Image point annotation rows
────────

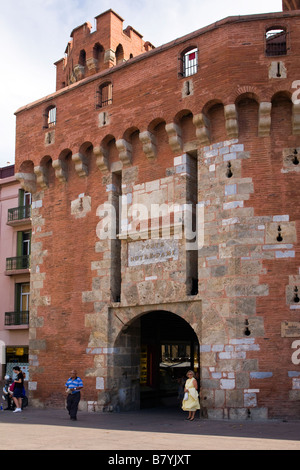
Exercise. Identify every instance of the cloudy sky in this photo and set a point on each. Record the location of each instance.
(34, 35)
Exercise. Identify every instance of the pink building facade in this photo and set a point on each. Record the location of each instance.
(15, 241)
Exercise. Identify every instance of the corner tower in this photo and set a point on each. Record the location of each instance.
(290, 5)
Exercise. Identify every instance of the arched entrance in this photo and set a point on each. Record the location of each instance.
(169, 348)
(154, 350)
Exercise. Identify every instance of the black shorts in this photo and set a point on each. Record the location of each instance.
(18, 393)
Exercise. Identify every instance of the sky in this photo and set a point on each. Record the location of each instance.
(35, 33)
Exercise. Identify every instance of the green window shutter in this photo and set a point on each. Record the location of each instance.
(17, 297)
(21, 197)
(19, 243)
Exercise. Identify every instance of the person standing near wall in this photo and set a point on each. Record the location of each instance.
(18, 392)
(73, 386)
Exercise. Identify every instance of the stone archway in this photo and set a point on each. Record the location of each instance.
(152, 327)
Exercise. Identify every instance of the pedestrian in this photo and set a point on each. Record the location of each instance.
(18, 392)
(190, 401)
(73, 386)
(7, 395)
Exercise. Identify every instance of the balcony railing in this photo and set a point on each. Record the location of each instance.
(16, 318)
(17, 263)
(19, 213)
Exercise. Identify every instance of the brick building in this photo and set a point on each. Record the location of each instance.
(137, 150)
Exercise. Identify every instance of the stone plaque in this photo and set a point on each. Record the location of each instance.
(152, 251)
(290, 329)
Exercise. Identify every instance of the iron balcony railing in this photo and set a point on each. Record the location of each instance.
(18, 262)
(19, 213)
(17, 318)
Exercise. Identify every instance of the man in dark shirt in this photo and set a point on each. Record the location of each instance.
(18, 389)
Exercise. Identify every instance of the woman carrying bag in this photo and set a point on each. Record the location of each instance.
(190, 400)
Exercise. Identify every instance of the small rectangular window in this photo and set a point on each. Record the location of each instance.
(190, 63)
(52, 117)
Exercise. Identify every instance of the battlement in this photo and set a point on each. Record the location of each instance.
(90, 52)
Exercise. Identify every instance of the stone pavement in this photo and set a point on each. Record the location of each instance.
(160, 429)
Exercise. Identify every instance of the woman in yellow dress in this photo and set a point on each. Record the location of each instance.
(192, 403)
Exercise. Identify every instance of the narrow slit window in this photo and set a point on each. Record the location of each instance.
(52, 117)
(190, 62)
(104, 95)
(276, 42)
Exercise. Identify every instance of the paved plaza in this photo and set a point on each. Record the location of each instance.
(160, 429)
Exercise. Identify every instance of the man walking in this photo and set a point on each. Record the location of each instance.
(73, 386)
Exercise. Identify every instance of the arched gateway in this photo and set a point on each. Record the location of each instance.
(151, 352)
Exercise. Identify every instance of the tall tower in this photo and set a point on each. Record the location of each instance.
(290, 5)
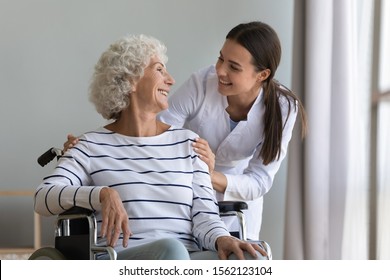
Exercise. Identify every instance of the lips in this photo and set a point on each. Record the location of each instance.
(224, 83)
(163, 92)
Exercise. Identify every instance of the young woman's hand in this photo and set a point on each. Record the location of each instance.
(202, 148)
(70, 143)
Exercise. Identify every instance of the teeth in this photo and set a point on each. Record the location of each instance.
(224, 83)
(163, 92)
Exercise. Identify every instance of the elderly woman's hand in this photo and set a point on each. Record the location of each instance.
(114, 217)
(230, 245)
(70, 143)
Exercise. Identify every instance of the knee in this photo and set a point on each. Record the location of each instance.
(171, 249)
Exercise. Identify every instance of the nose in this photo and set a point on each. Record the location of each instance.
(220, 69)
(169, 79)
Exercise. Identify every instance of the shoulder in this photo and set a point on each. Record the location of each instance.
(180, 132)
(286, 100)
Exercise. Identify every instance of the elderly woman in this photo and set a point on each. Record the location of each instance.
(152, 194)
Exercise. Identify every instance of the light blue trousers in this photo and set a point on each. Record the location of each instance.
(170, 249)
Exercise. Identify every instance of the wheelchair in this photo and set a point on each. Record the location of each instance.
(76, 229)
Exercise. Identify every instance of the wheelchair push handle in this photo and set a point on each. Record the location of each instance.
(49, 155)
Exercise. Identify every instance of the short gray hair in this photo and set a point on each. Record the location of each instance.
(118, 69)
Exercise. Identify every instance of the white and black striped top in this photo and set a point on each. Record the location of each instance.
(164, 186)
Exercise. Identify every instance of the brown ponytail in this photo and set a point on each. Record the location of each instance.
(263, 43)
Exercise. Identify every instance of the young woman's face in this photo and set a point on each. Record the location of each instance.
(154, 86)
(236, 73)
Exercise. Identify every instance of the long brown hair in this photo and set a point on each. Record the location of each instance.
(263, 43)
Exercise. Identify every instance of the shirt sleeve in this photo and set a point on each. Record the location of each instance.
(257, 178)
(208, 225)
(68, 185)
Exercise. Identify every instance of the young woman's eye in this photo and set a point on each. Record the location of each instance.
(233, 67)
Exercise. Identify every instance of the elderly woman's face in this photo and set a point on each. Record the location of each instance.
(153, 88)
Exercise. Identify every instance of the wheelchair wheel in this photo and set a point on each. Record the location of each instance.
(47, 253)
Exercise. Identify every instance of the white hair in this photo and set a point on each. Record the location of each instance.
(118, 69)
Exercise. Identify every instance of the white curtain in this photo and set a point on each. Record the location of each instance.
(384, 137)
(327, 193)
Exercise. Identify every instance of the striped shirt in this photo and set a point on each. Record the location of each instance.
(164, 186)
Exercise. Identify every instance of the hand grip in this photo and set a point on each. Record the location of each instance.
(47, 157)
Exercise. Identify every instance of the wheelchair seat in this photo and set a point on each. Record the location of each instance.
(76, 228)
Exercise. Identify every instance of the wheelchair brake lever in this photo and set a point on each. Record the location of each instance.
(49, 155)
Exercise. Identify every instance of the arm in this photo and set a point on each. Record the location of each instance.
(70, 185)
(208, 227)
(257, 178)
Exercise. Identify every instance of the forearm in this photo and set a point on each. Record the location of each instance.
(218, 181)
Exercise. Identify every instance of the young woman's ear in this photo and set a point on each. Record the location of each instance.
(263, 75)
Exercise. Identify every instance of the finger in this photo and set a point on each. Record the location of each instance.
(259, 249)
(110, 228)
(115, 234)
(126, 233)
(250, 248)
(103, 228)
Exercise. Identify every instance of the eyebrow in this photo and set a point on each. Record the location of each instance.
(232, 61)
(158, 62)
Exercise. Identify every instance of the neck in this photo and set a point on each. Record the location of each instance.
(240, 105)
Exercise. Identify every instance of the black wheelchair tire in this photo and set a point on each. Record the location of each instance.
(47, 253)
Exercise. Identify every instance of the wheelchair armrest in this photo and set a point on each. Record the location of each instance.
(227, 206)
(77, 211)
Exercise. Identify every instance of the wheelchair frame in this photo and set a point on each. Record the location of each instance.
(76, 228)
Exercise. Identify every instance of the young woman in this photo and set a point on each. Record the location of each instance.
(244, 117)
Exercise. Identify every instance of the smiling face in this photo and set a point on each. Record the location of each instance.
(153, 88)
(236, 73)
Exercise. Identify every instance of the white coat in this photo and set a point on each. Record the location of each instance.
(198, 106)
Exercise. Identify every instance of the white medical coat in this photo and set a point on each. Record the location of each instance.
(198, 106)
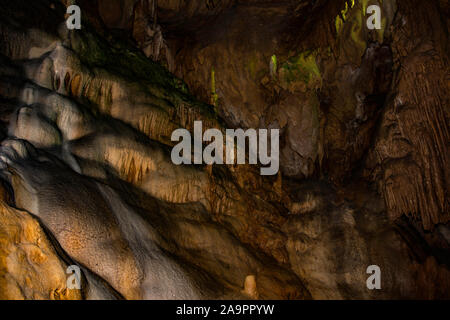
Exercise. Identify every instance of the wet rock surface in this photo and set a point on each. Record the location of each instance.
(86, 119)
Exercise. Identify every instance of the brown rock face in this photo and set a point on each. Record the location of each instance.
(410, 156)
(29, 266)
(86, 118)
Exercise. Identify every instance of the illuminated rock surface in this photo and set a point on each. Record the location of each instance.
(86, 120)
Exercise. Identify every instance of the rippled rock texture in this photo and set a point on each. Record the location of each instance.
(87, 179)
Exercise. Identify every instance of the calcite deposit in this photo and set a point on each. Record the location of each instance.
(87, 179)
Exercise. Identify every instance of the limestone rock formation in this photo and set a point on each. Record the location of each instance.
(86, 118)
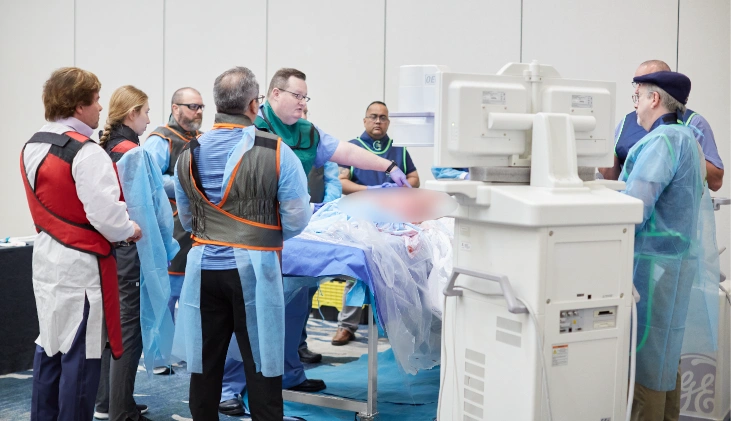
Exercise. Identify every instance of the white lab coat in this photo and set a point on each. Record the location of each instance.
(62, 277)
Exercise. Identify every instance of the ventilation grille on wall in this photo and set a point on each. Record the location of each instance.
(474, 381)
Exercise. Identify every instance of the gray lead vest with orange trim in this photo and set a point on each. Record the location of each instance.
(178, 140)
(248, 215)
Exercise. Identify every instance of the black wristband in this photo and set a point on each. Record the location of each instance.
(390, 167)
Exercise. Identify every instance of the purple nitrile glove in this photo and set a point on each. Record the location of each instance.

────────

Required work:
Copy out everything from the line containing "Exercise. Identify every instance of the gray" down to the last of the rows above, keeping every line identical.

Full solution:
Exercise. Identify every instance of the gray lead vest with orange trim in this photo and set a point on each. Record the location of each instance.
(178, 140)
(248, 215)
Exercise. Identify every instance of the black wristband in this photo and set a point on each. Record the location of each instance.
(390, 167)
Exercise. Identify every instance of the purple nitrile glove in this photo and set a point on each. Record the location of each instance.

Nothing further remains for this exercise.